Entries from a point annotation set
+===+
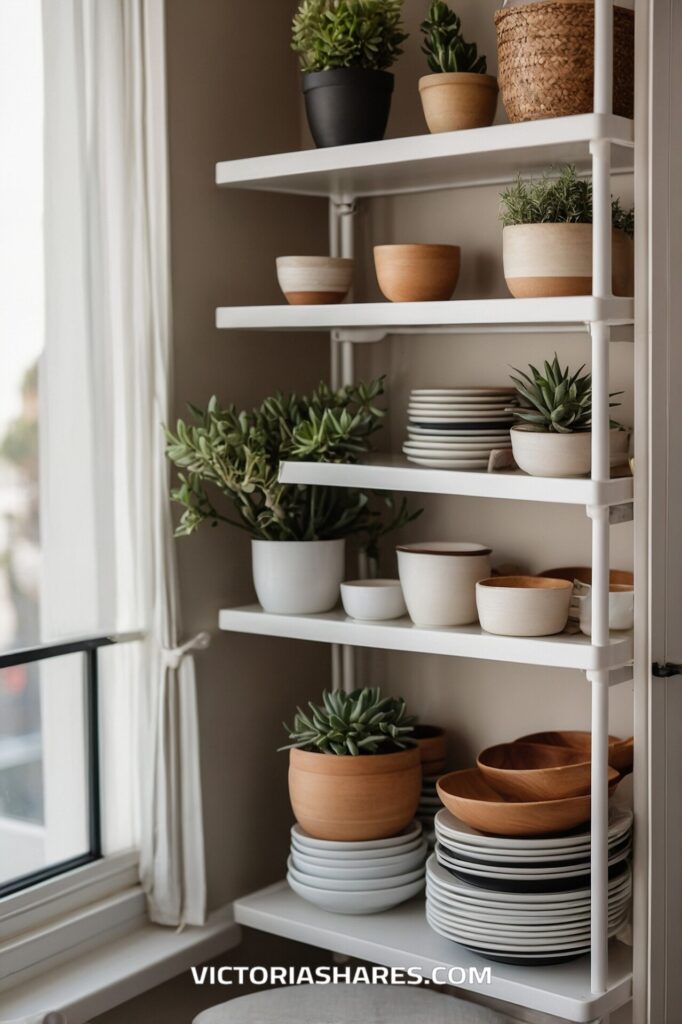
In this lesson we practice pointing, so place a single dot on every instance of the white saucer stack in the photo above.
(457, 428)
(522, 900)
(357, 878)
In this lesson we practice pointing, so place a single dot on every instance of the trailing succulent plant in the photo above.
(361, 722)
(237, 454)
(556, 400)
(564, 199)
(332, 34)
(443, 44)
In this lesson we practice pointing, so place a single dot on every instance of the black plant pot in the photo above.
(350, 104)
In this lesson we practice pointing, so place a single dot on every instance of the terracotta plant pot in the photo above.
(432, 743)
(456, 100)
(542, 453)
(417, 272)
(347, 104)
(544, 260)
(373, 796)
(314, 280)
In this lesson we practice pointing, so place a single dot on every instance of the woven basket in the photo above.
(546, 59)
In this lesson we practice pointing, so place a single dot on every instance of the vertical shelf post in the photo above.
(341, 238)
(602, 288)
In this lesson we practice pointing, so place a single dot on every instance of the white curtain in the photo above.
(105, 388)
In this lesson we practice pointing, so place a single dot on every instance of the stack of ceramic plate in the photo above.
(429, 805)
(522, 900)
(457, 428)
(357, 878)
+===+
> _GIVEN TASK_:
The pictures in the entries should be left out; output everything else exactly.

> _ANSWER TO THIS TASK_:
In this lesson we practice pointing, so place a single dot on every instance of the white saucer stack in the photo above.
(457, 428)
(522, 900)
(357, 878)
In this lesson we practice pointing, so place a single dot on every instance of the trailing succulent plant in the photo above.
(361, 722)
(237, 454)
(556, 400)
(564, 199)
(332, 34)
(443, 44)
In this lesson we practice pointing, so place a single dot on every instance of the black plant pot in the photo above.
(350, 104)
In this lesson we practice pointing, so place a single dot on every instance of the terracotta plant pot in the photo above.
(432, 743)
(456, 100)
(542, 453)
(417, 272)
(347, 104)
(544, 260)
(373, 796)
(314, 280)
In this lesson we practice pointing, so place a single dot on every instance of the woven basket in the photo above.
(546, 59)
In this lesson we practice pointing, so place a single dot on every instance of the vertical shelf post in the photo above.
(341, 238)
(602, 288)
In this lesson we practice pointing, so place a single dot on every instance of the white curtain in the photo above.
(105, 388)
In this lesson we practice pointing, so place a single dot on every instance of the stack of ceramic plate in the photo above.
(429, 805)
(522, 900)
(457, 428)
(357, 878)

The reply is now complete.